### Istruzioni
Nel testo sulla nuova Champions League, quante partite gioca ogni squadra nel campionato unico?

Immagine di copertina: il Real esulta dopo il faticoso successo sullo Stoccarda.
Secondo Alberto Cerruti le merengues restano comunque la squadra da battere
In principio c’era la Coppa dei Campioni: una squadra per Paese, quella che l’anno prima aveva vinto il campionato nazionale. Poi è venuta la Champions League e il numero di formazioni per ogni nazione – e di conseguenza il numero di partite – è via via lievitato sino a quota 32.
Quest’anno una nuova rivoluzione: 36 formazioni, addio alla formula dei gironi, ecco un campionato unico stile Eurolega di basket, con otto partite invece che sei (quattro in casa e quattro in trasferta, senza più l’andata e il ritorno); le migliori otto qualificate direttamente agli ottavi di finale; dalla 9ª alla 24ª ai sedicesimi; dalla 25ª alla 36ª eliminate.
Abbiamo chiesto ad Alberto Cerruti, storica prima firma del calcio per la Gazzetta dello Sport (è entrato alla Rosea dal 1974) di fare il punto su questa nuova Champions.
Le piace questo nuovo format della Champions?
Non mi convince, perché trovo illogico che non si incontrino tutti gli avversari. È come se nel campionato italiano l’Inter affrontasse la Roma e non la Lazio, mentre il Milan giocasse contro la Lazio e non contro la Roma. Sarebbe più sensata una soluzione in cui si incontrano tutti. Il vecchio formato dei gironi mi piaceva di più, c’erano scontri diretti e si poteva vedere la differenza tra andata e ritorno su due partite.

### Dati forniti
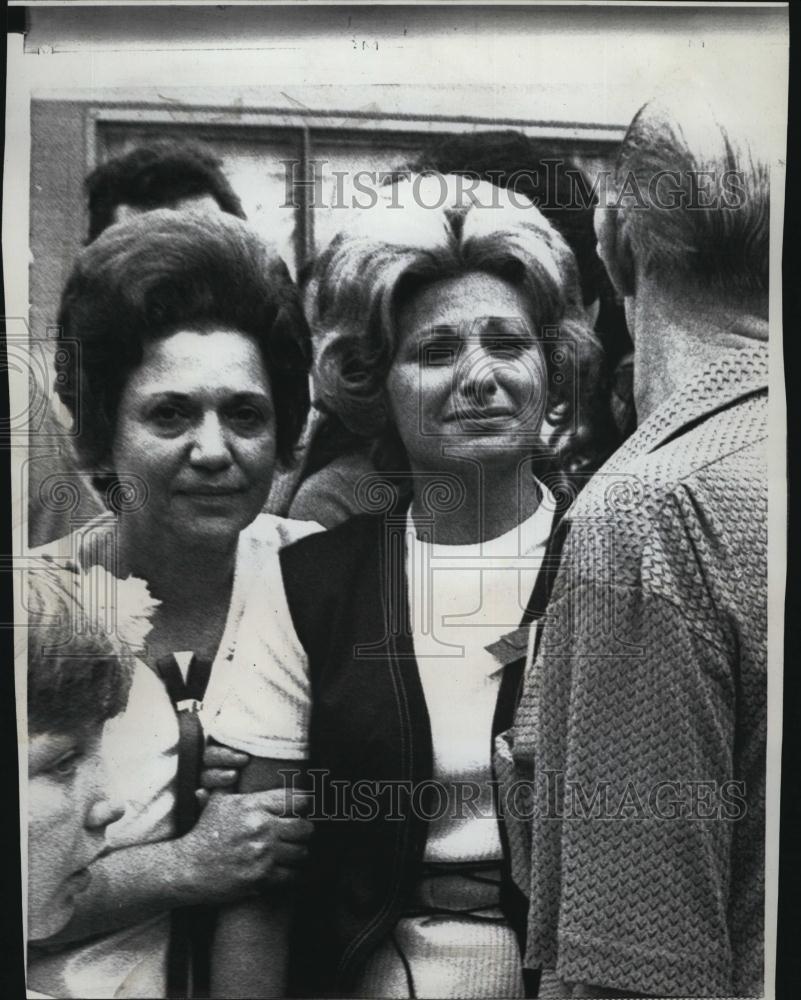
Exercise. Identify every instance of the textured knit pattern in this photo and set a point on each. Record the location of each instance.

### Risposta
Ogni squadra gioca otto partite, quattro in casa e quattro in trasferta.